▶ [ЧТО СДЕЛАТЬ]
A – В каком классе Прянишников ехал в заграничную командировку, согласно тексту о Прянишникове?
B – Скопируйте из текста о Прянишникове фрагмент между словами «Тимирязев вынужден был» и «со смутным чувством.» включительно.

Все слито, все взаимосвязано!
В комплексе наук, обслуживающих сельскохозяйственное производство, Прянишников на первое место выделял основную характерную черту -- массовое использование солнечной энергии, причем "аппаратом для этого служит хлорофиллоносное растение". Знание свойств этого аппарата, знание потребностей растительного организма должно лежать в основе агрономии. Это знание дается нам физиологией растений (или, точнее, в подлинном выражении Прянишникова: "Эти знания мы суммируем и систематизируем под рубрикой "физиология растения").
Эта важнейшая сторона вопроса освещалась в лекциях и многочисленных выступлениях учителя Прянишникова -- Климента Аркадьевича Тимирязева.
Тимирязев не только блистательно разработал в своих курсах тему энергетики растений. Он внес основоположный вклад и в ее научное истолкование.
Мы упоминаем здесь об этом не только для того, чтобы полнее очертить круг научных вопросов, которые составили содержание творческих интересов главного героя нашего повествования -- Дмитрия Николаевича Прянишникова. Наука -- это область коллективного подвига, и на примере агрохимии мы сможем еще раз убедиться, что эстафета поисков научной истины передается из поколения в поколение.
Тимирязев вынужден был вступить в борьбу с наиболее влиятельной в то время школой германских физиологов растений -- Юлуиса Сакса. Это было сражение диалектики с метафизикой, в котором не могла не восторжествовать диалектика. Прошло немного времени, и на тех же путях борьбы за подлинное, достоверное, точными экспериментами подкрепленное и проверенное научное знание, в единоборство с той же самой заскорузлой метафизикой, той же самой школы, в следующем поколении представленной учеником Сакса -- Пфеффером, пришлось вступить и Дмитрию Николаевичу Прянишникову.
Два сражения
В первую длительную -- двухгодичную -- заграничную командировку из агонизировавшей академии Прянишников уезжал со смутным чувством.
Несмотря на обнадеживающее начало его исследовательской и преподавательской работы, по собственному своему внутреннему ощущению он не вышел еще из полосы поиска своего места в науке. Основательное ознакомление с европейской научной жизнью должно было помочь его "самоопределению".
На пребывание за границей академия от своих последних щедрот выдала изрядную сумму денег, но Прянишникову в отличие от одинокого Коссовича приходилось все же экономить, так как он ехал с женой и ребенком -- у них родилась маленькая Валя. Ехали в третьем классе.

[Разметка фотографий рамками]

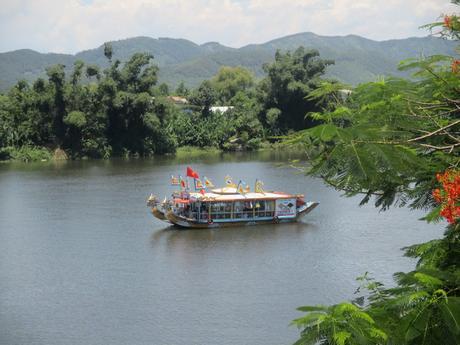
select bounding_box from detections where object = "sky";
[0,0,458,54]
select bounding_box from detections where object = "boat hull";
[152,202,319,229]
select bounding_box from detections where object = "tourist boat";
[147,168,319,228]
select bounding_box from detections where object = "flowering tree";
[288,0,460,344]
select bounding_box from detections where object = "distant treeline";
[0,44,333,160]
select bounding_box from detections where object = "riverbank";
[0,142,285,163]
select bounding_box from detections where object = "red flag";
[187,167,200,178]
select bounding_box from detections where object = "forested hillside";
[0,33,455,91]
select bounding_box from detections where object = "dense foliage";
[0,44,329,160]
[289,1,460,345]
[0,32,454,92]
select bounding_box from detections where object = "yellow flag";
[254,180,265,194]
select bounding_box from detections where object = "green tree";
[104,42,113,62]
[176,81,190,97]
[190,80,216,117]
[289,1,460,345]
[258,47,333,131]
[211,66,254,105]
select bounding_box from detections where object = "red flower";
[444,16,452,29]
[451,60,460,73]
[432,170,460,224]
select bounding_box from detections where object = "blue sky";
[0,0,457,53]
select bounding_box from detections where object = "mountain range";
[0,32,456,91]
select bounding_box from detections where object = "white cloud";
[0,0,456,53]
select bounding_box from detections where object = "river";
[0,152,443,345]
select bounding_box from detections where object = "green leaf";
[333,331,351,345]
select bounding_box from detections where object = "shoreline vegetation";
[0,44,330,162]
[0,0,460,345]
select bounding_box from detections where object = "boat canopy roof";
[190,191,303,201]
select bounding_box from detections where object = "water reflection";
[150,221,318,252]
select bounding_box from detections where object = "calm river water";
[0,152,443,345]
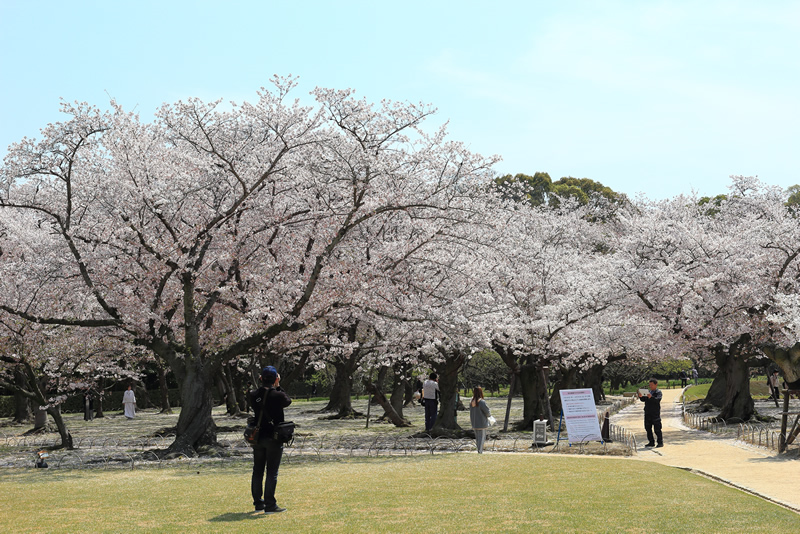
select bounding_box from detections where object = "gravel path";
[611,389,800,512]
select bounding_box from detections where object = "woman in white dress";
[122,386,136,419]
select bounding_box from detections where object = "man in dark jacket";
[639,378,664,448]
[250,365,292,514]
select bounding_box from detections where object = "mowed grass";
[0,453,800,534]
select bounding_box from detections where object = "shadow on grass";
[208,511,265,523]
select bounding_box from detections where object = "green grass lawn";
[0,454,800,533]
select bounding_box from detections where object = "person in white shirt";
[122,386,136,419]
[422,373,439,432]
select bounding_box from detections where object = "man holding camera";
[638,378,664,448]
[250,365,292,514]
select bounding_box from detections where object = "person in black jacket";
[639,378,664,448]
[250,365,292,514]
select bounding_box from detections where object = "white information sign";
[559,389,603,444]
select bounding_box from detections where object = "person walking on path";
[250,365,292,514]
[122,386,136,419]
[768,369,781,408]
[422,373,439,432]
[639,378,664,448]
[469,387,492,454]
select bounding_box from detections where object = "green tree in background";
[494,172,553,206]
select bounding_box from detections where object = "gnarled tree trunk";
[390,368,406,419]
[14,367,33,423]
[367,384,411,427]
[433,349,467,433]
[704,336,755,421]
[156,358,172,414]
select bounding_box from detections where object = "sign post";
[558,388,603,445]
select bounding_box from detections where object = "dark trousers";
[644,415,664,443]
[425,399,439,430]
[770,387,781,408]
[255,439,283,510]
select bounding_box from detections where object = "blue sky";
[0,0,800,198]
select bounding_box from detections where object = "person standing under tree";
[122,386,136,419]
[639,378,664,448]
[469,387,492,454]
[250,365,292,514]
[769,369,781,408]
[422,373,439,432]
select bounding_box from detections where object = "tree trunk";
[94,377,106,419]
[228,363,248,412]
[367,384,411,427]
[47,405,75,450]
[403,380,414,406]
[278,351,310,396]
[761,342,800,389]
[370,365,389,405]
[514,364,547,430]
[322,359,363,419]
[704,340,755,422]
[133,382,152,410]
[581,364,606,404]
[550,367,578,417]
[168,356,219,455]
[156,358,172,414]
[391,371,406,419]
[433,351,467,431]
[14,367,33,423]
[33,408,47,430]
[219,364,239,416]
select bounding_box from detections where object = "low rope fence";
[736,423,781,451]
[0,432,636,470]
[683,406,800,452]
[683,412,732,434]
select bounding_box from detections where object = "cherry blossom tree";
[0,79,492,451]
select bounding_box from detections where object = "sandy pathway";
[611,389,800,512]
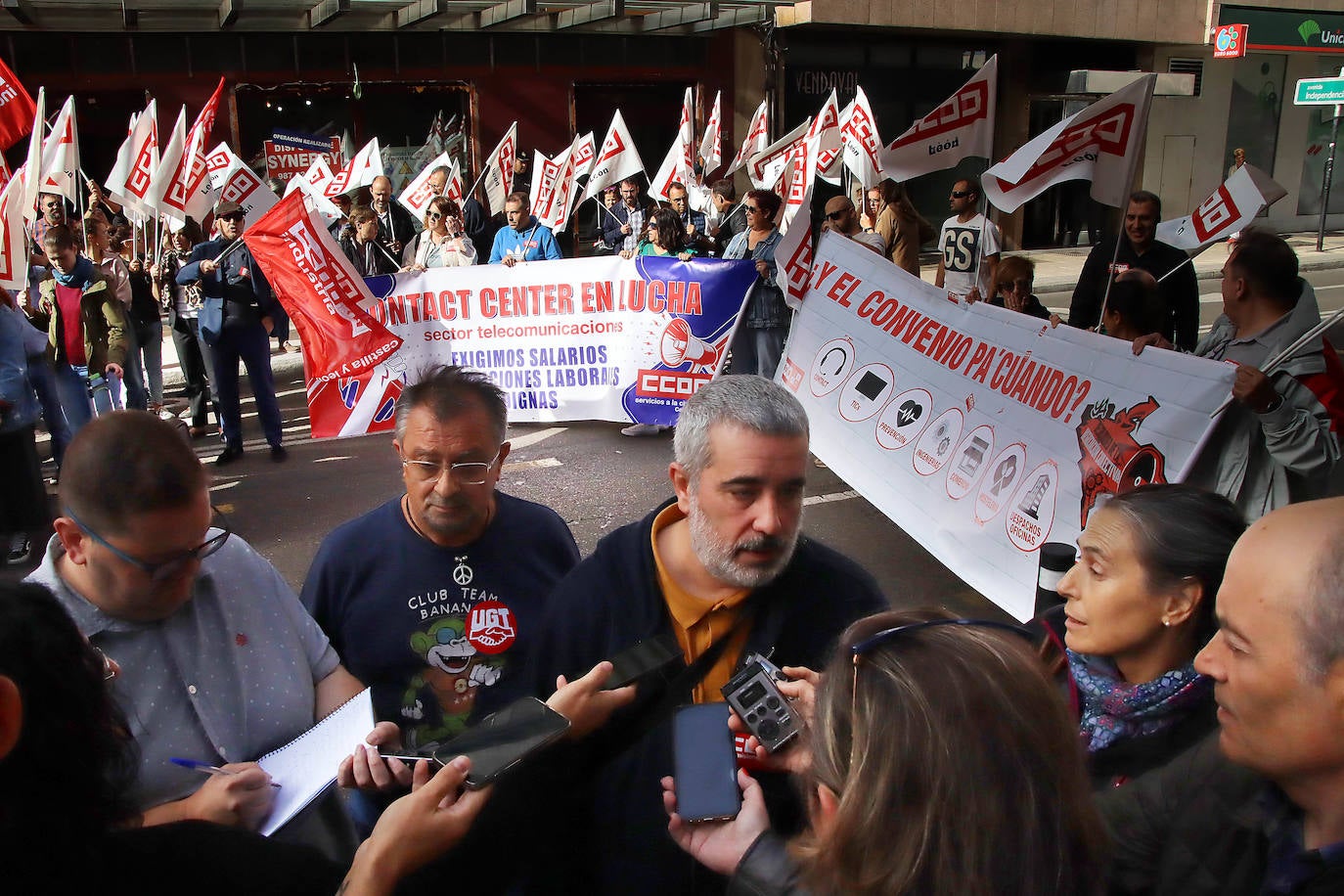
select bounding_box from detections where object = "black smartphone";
[603,631,684,691]
[672,702,741,822]
[434,697,570,790]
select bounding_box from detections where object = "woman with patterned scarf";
[1043,485,1246,788]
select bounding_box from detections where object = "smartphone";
[434,697,570,790]
[603,631,684,691]
[672,702,741,822]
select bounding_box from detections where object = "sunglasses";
[65,507,233,582]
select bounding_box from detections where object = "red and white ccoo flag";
[870,55,999,181]
[840,87,881,190]
[1157,165,1287,251]
[102,100,158,215]
[40,97,79,202]
[481,121,517,215]
[205,143,278,219]
[583,109,644,199]
[723,100,770,177]
[700,91,723,174]
[396,152,463,220]
[981,74,1157,212]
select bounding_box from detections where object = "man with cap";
[177,201,288,467]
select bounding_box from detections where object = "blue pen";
[168,756,280,790]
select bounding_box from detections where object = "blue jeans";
[53,361,93,436]
[28,356,69,470]
[209,324,281,447]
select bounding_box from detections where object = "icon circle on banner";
[912,407,963,475]
[467,601,517,654]
[808,337,855,398]
[877,388,933,451]
[1004,461,1059,554]
[946,424,995,501]
[976,442,1027,525]
[840,363,896,424]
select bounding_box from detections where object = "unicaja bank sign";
[1214,3,1344,58]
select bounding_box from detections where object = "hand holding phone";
[672,702,741,822]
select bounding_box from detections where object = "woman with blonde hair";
[402,197,475,271]
[664,611,1103,896]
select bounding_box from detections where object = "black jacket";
[518,505,887,896]
[1097,735,1344,896]
[1068,234,1199,352]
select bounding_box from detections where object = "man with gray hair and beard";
[518,377,887,896]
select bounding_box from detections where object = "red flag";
[244,191,402,438]
[0,61,36,149]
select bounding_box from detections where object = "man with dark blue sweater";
[518,377,887,896]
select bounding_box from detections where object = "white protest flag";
[396,152,463,220]
[285,155,344,224]
[723,100,770,177]
[650,87,694,201]
[877,55,999,181]
[533,134,592,234]
[981,74,1157,212]
[583,109,644,199]
[774,137,822,309]
[0,168,28,291]
[840,87,881,190]
[22,87,47,220]
[779,233,1235,619]
[104,100,158,216]
[145,106,187,227]
[156,78,224,233]
[323,137,383,199]
[481,121,517,215]
[747,118,812,190]
[205,143,280,220]
[42,97,79,202]
[700,91,723,177]
[1157,165,1287,251]
[808,89,840,184]
[574,130,597,177]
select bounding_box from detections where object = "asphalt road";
[10,263,1344,616]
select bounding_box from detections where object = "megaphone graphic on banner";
[658,317,718,367]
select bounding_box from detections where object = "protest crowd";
[0,54,1344,896]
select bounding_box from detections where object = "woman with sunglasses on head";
[664,611,1102,896]
[1042,483,1246,788]
[402,197,475,273]
[0,584,494,896]
[723,190,793,379]
[635,208,697,262]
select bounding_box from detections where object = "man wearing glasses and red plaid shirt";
[28,411,363,857]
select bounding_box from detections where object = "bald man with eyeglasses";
[28,411,363,859]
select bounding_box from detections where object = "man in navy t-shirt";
[302,367,579,748]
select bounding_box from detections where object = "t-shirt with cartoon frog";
[301,492,579,748]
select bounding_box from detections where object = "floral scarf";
[1068,650,1214,752]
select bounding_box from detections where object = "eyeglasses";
[402,445,504,485]
[65,507,233,582]
[89,644,118,681]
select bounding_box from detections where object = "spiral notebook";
[256,688,374,837]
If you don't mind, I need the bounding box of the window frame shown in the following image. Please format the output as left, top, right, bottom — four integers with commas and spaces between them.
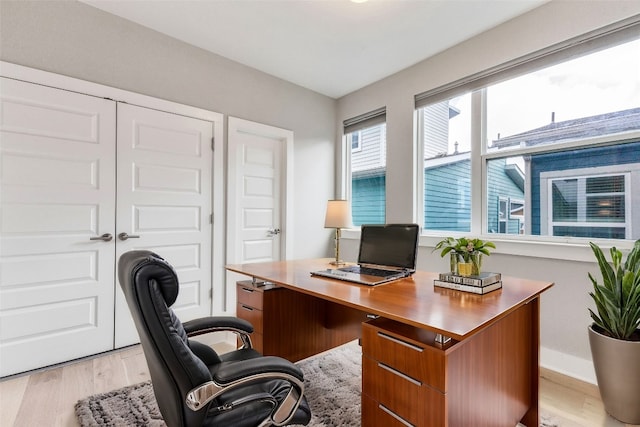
540, 167, 640, 240
414, 17, 640, 246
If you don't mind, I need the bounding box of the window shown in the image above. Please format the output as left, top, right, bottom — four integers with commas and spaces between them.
541, 169, 640, 239
349, 131, 362, 152
419, 93, 471, 232
345, 109, 387, 226
416, 22, 640, 240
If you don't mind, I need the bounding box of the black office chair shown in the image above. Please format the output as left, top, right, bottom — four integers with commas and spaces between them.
118, 250, 311, 427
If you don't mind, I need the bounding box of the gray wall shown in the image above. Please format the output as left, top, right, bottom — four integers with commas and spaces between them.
0, 0, 336, 258
336, 0, 640, 381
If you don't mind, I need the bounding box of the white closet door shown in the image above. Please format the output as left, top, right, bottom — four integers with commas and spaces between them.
227, 117, 293, 309
115, 103, 213, 347
0, 78, 116, 376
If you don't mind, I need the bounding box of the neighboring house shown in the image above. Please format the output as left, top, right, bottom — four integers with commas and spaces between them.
349, 101, 524, 234
424, 152, 525, 234
350, 105, 640, 239
349, 124, 387, 225
492, 108, 640, 239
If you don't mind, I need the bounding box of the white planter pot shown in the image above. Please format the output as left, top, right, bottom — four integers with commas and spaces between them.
589, 325, 640, 424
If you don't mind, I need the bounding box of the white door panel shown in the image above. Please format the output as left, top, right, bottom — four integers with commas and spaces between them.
115, 104, 213, 347
0, 78, 116, 376
227, 117, 293, 310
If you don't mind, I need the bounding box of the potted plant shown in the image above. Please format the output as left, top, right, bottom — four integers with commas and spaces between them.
433, 237, 496, 276
589, 240, 640, 424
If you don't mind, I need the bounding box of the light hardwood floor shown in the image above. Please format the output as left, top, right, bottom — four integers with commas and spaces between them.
0, 345, 630, 427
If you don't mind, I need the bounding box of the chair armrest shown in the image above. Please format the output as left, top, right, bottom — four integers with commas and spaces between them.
213, 356, 304, 386
182, 316, 253, 337
186, 356, 304, 418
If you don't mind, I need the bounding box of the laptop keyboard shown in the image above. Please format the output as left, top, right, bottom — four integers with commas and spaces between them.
350, 266, 401, 277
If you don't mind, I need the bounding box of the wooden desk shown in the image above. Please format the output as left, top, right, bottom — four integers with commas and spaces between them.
227, 259, 553, 427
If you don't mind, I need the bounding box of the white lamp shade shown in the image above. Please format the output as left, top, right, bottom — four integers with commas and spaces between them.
324, 200, 352, 228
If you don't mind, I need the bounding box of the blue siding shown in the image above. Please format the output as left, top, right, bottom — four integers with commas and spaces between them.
531, 142, 640, 235
424, 160, 471, 232
351, 175, 386, 225
487, 159, 527, 234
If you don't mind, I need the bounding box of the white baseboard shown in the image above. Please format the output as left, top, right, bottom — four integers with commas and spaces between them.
540, 347, 597, 385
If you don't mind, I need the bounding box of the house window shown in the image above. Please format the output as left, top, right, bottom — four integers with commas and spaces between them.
415, 28, 640, 240
498, 197, 509, 234
345, 109, 387, 225
349, 131, 362, 152
544, 171, 632, 239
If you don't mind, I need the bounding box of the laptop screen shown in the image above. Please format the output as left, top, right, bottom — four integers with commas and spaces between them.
358, 224, 420, 270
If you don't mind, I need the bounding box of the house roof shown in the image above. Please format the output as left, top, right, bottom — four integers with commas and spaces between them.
492, 108, 640, 148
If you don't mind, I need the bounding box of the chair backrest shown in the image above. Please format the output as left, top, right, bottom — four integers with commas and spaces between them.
118, 250, 211, 426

▶ [ИТОГИ РАБОТЫ]
A – В третьем классе.

B –
Тимирязев вынужден был вступить в борьбу с наиболее влиятельной в то время школой германских физиологов растений -- Юлуиса Сакса. Это было сражение диалектики с метафизикой, в котором не могла не восторжествовать диалектика. Прошло немного времени, и на тех же путях борьбы за подлинное, достоверное, точными экспериментами подкрепленное и проверенное научное знание, в единоборство с той же самой заскорузлой метафизикой, той же самой школы, в следующем поколении представленной учеником Сакса -- Пфеффером, пришлось вступить и Дмитрию Николаевичу Прянишникову.
Два сражения
В первую длительную -- двухгодичную -- заграничную командировку из агонизировавшей академии Прянишников уезжал со смутным чувством.